(GIVEN RECORDS begins)
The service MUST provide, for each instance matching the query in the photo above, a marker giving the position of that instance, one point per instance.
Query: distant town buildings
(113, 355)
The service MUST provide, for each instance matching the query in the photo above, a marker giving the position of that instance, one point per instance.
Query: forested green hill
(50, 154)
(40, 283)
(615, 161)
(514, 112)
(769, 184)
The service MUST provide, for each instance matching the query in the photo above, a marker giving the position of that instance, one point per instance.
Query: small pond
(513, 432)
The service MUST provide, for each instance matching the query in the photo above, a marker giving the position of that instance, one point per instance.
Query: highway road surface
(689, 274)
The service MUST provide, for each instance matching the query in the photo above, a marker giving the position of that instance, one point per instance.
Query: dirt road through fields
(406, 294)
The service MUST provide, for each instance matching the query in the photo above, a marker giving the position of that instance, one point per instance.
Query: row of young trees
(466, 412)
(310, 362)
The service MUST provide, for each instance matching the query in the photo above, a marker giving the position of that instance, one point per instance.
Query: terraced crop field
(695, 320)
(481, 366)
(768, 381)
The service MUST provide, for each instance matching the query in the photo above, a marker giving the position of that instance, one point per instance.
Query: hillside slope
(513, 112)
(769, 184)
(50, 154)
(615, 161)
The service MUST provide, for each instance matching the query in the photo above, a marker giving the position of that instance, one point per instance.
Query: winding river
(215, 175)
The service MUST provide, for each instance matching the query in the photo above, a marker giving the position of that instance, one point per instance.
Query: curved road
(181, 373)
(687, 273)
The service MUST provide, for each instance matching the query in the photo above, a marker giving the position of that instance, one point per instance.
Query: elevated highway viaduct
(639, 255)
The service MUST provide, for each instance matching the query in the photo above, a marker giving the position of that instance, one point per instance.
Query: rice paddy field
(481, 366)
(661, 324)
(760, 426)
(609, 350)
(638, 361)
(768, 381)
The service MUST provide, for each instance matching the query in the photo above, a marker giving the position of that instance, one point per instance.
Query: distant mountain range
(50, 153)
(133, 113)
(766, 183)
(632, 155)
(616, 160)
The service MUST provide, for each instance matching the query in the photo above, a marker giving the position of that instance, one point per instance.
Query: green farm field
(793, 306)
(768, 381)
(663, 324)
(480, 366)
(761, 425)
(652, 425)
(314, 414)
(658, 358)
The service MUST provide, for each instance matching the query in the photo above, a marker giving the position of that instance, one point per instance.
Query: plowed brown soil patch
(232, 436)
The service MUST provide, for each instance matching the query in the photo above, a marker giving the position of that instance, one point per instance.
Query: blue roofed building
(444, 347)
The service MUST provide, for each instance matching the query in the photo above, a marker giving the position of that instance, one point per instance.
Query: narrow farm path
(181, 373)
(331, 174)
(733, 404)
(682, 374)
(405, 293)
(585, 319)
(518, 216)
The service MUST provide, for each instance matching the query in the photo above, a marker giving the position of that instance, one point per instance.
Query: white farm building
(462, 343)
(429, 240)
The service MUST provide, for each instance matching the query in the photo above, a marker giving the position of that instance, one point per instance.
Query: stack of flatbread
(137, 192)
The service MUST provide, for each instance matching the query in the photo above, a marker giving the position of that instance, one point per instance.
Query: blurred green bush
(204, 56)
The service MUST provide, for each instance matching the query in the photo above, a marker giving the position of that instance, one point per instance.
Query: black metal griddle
(GIVEN RECORDS ends)
An exact repeat of all the records is required.

The service MUST provide, for each instance matching the query in the photo above, a marker giving the position of that instance, one point per instance.
Query: distant town buildings
(113, 355)
The service MUST provide, for each instance matching the query in the photo above, a marker giving the position of that instance, one point per instance.
Query: forested green hill
(50, 154)
(40, 283)
(615, 161)
(514, 112)
(769, 184)
The service MUST provide, for each instance matching the query in the photo above, a marker giving the position of that instance, one point per instance.
Query: small pond
(513, 432)
The service MUST provide, for each instance matching the query in the photo above, a marker giving the position of that instance, one point per instance.
Query: highway road surface
(689, 274)
The service MUST provide, for each instance matching the query in the photo above, a marker giving the position of that instance, one point per instance.
Query: dirt road through fields
(406, 294)
The service MUST provide, for each instance matching the query in the photo above, a marker giving the position of that instance, one point per instance.
Query: row of young trees
(466, 412)
(310, 362)
The service MUST provide, for each instance matching the query in the photo above, a marker giving the position of that instance, one point per instance.
Query: terraced crop field
(695, 320)
(481, 366)
(768, 381)
The service MUST provide, for each instance matching the query in the photo above, a marker giving the position of that instance, one point per instance.
Query: hillside slope
(513, 112)
(769, 184)
(50, 154)
(615, 161)
The service MUST provide, for each instance matching the query in the photo above, a marker giving the position of that instance, one point per instance.
Query: winding river
(215, 175)
The service MUST provide, for each instance matching the query in the photo above, a marker giving the position of that instance, one point per instance.
Query: curved road
(181, 373)
(687, 273)
The service MUST provide, for each instance matching the query in the photo above, a marker giving the position of that instance, one point per instance.
Query: elevated highway viaduct
(639, 255)
The service MUST provide, for each instance matching the query in the photo above, a marker giving the position of that instance, one point per instance.
Query: rice paddy field
(481, 366)
(661, 324)
(760, 426)
(609, 350)
(638, 361)
(768, 381)
The service MUST provide, for each instance matching the query in the photo above, a marker giving the position of that instance, one point per instance.
Query: distant mountain range
(50, 153)
(133, 113)
(766, 183)
(632, 155)
(616, 160)
The service MUST provide, for each instance matching the query in the photo above, a marker giving the position of that instance, one point per instance.
Query: green farm field
(793, 306)
(768, 381)
(663, 324)
(480, 366)
(761, 425)
(652, 425)
(314, 414)
(658, 358)
The service MUST provide, for each instance matching the query in the photo above, a marker giving the position of that instance, one point per instance.
Query: plowed brown soil patch
(232, 436)
The service MUST provide, for each instance matching the query in the photo above, a marker giving the position of that instance, one point per instance.
Query: blue roofed building
(444, 347)
The service MUST provide, for each instance matching the query in the photo above, a marker giving the position of that instance, one point per instance.
Query: narrow farm path
(181, 373)
(331, 174)
(733, 404)
(682, 374)
(405, 293)
(585, 319)
(518, 216)
The service MUST provide, for each instance matching the query in the photo above, a marker giving the position of that instance, one point per instance.
Query: white farm building
(462, 343)
(429, 240)
The service MUST provide, for each instance matching the query in the photo above, a marker giving the position of that instance, one point per instance.
Query: stack of flatbread
(137, 192)
The service MUST provide, for each instance matching the query in the photo above, a marker giving the position of that instance, one point per instance.
Query: blurred green bush
(204, 56)
The service MUST provide, for each instance matching the query in the photo above, a marker giving the position of that instance, one point per instance.
Query: black metal griddle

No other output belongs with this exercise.